▶ _RECORDS FOR THIS EXERCISE_
========================================================================

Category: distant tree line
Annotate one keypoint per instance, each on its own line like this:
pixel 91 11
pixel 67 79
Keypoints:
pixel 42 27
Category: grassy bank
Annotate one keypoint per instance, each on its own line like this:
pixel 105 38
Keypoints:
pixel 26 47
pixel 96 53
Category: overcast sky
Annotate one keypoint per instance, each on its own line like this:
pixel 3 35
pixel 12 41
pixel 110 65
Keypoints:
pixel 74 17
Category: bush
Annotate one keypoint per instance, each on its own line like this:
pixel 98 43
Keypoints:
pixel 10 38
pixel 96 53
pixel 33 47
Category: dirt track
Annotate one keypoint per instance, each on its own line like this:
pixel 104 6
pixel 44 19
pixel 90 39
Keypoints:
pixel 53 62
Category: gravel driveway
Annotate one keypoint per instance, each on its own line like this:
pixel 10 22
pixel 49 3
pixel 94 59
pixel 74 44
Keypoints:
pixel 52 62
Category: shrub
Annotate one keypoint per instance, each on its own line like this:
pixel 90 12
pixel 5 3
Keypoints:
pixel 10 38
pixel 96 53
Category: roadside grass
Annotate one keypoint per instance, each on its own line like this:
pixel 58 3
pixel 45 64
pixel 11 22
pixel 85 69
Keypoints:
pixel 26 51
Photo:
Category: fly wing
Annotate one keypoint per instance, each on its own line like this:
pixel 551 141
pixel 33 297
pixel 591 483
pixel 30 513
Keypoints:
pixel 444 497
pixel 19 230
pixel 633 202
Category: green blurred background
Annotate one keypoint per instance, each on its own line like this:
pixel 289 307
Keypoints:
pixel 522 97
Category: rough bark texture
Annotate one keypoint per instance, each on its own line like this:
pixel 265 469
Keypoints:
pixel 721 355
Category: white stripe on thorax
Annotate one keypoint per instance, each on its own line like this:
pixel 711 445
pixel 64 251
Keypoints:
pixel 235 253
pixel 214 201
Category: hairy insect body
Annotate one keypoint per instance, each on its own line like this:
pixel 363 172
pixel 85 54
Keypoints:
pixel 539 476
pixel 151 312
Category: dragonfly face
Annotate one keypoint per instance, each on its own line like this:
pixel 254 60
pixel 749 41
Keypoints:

========================================================================

▶ _EXERCISE DESCRIPTION_
Send back an exact copy of only the lines from the line with "Category: roadside grass" up to and including the line with "Category: hairy insect body" in the data above.

▶ _EXERCISE ANSWER_
Category: roadside grass
Annotate one keypoint per instance, each on its own line like this:
pixel 58 3
pixel 45 64
pixel 11 22
pixel 85 69
Keypoints:
pixel 26 51
Photo:
Category: fly wing
Annotate one keypoint per instance, each on its own line like this:
pixel 551 141
pixel 33 297
pixel 591 483
pixel 30 513
Keypoints:
pixel 444 497
pixel 19 230
pixel 633 202
Category: green blurred background
Annotate one keypoint per instance, each on its own line like this:
pixel 289 307
Keypoints:
pixel 522 97
Category: rough bark texture
Annotate one keypoint per instance, each on its own line like this:
pixel 265 469
Keypoints:
pixel 721 355
Category: white stripe on thorax
Annotate one keypoint per instance, each on its own line like this:
pixel 711 445
pixel 64 251
Keypoints:
pixel 235 253
pixel 214 201
Category: hairy insect body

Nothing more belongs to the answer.